Um die überwiegend nomadischen Kasachen sesshaft zu machen, zerstörten die Bolschewiki zu Beginn der 1930er Jahre systematisch deren wirtschaftliche Lebensgrundlage und Sozialstrukturen. Die Folge war eine Hungersnot, die bis zu ein Drittel der Bevölkerung auslöschte. Der Historiker Robert Kindler hat darüber ein Buch geschrieben, das nun ins Kasachische übersetzt wurde.
Unter den großen Katastrophen des 20. Jahrhunderts hat die Hungersnot in der Sowjetunion Anfang der 1930er Jahre zweifellos ihren festen Platz. In Timothy Snyders „Bloodlands“ bildet sie den Auftakt einer Serie von Verbrechen durch Hitlers NS-Regime und den Stalinismus, die bis zum Ende des Zweiten Weltkriegs rund 14 Millionen zivile Opfer in Ost- und Mitteleuropa forderten.
In der deutschen Öffentlichkeit wird der Hungertod von Millionen Sowjetbürgern in erster Linie mit der Ukraine in Verbindung gebracht, wo die Auslegung der historischen Ereignisse seit vielen Jahren Gegenstand der aktuellen Auseinandersetzung mit Russland ist.
Weniger bekannt ist dagegen, dass auch auf dem Gebiet des heutigen Kasachstan und in anderen Teilen der ehemaligen Sowjetunion zum gleichen Zeitpunkt der Hunger tobte – mit ebenso verheerenden Auswirkungen auf die dort lebenden Menschen. In Kasachstan fiel bis zu ein Drittel der Bevölkerung den Folgen von Stalins Politik zum Opfer.
Stalins Nomaden
„Kasachstan ist für die Geschichte des Stalinismus eine zentrale Region“, findet der Osteuropahistoriker Robert Kindler, der am Osteuropa-Institut der Freien Universität Berlin Geschichte lehrt. Kindler hat sich viele Jahre als einer von wenigen deutschen Historikern schwerpunktmäßig mit Stalinismus in Zentralasien und der dortigen Erinnerungskultur beschäftigt.

----------

### ZU ERSTELLEN
Gib den obigen Artikel über die Hungersnot in Kasachstan vollständig und Wort für Wort wieder.

### MATERIAL
----------

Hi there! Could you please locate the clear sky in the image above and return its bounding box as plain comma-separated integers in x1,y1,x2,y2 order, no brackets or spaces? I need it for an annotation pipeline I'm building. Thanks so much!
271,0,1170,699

----------

### SCHRIFTLICHE ANTWORT
Um die überwiegend nomadischen Kasachen sesshaft zu machen, zerstörten die Bolschewiki zu Beginn der 1930er Jahre systematisch deren wirtschaftliche Lebensgrundlage und Sozialstrukturen. Die Folge war eine Hungersnot, die bis zu ein Drittel der Bevölkerung auslöschte. Der Historiker Robert Kindler hat darüber ein Buch geschrieben, das nun ins Kasachische übersetzt wurde.
Unter den großen Katastrophen des 20. Jahrhunderts hat die Hungersnot in der Sowjetunion Anfang der 1930er Jahre zweifellos ihren festen Platz. In Timothy Snyders „Bloodlands“ bildet sie den Auftakt einer Serie von Verbrechen durch Hitlers NS-Regime und den Stalinismus, die bis zum Ende des Zweiten Weltkriegs rund 14 Millionen zivile Opfer in Ost- und Mitteleuropa forderten.
In der deutschen Öffentlichkeit wird der Hungertod von Millionen Sowjetbürgern in erster Linie mit der Ukraine in Verbindung gebracht, wo die Auslegung der historischen Ereignisse seit vielen Jahren Gegenstand der aktuellen Auseinandersetzung mit Russland ist.
Weniger bekannt ist dagegen, dass auch auf dem Gebiet des heutigen Kasachstan und in anderen Teilen der ehemaligen Sowjetunion zum gleichen Zeitpunkt der Hunger tobte – mit ebenso verheerenden Auswirkungen auf die dort lebenden Menschen. In Kasachstan fiel bis zu ein Drittel der Bevölkerung den Folgen von Stalins Politik zum Opfer.
Stalins Nomaden
„Kasachstan ist für die Geschichte des Stalinismus eine zentrale Region“, findet der Osteuropahistoriker Robert Kindler, der am Osteuropa-Institut der Freien Universität Berlin Geschichte lehrt. Kindler hat sich viele Jahre als einer von wenigen deutschen Historikern schwerpunktmäßig mit Stalinismus in Zentralasien und der dortigen Erinnerungskultur beschäftigt.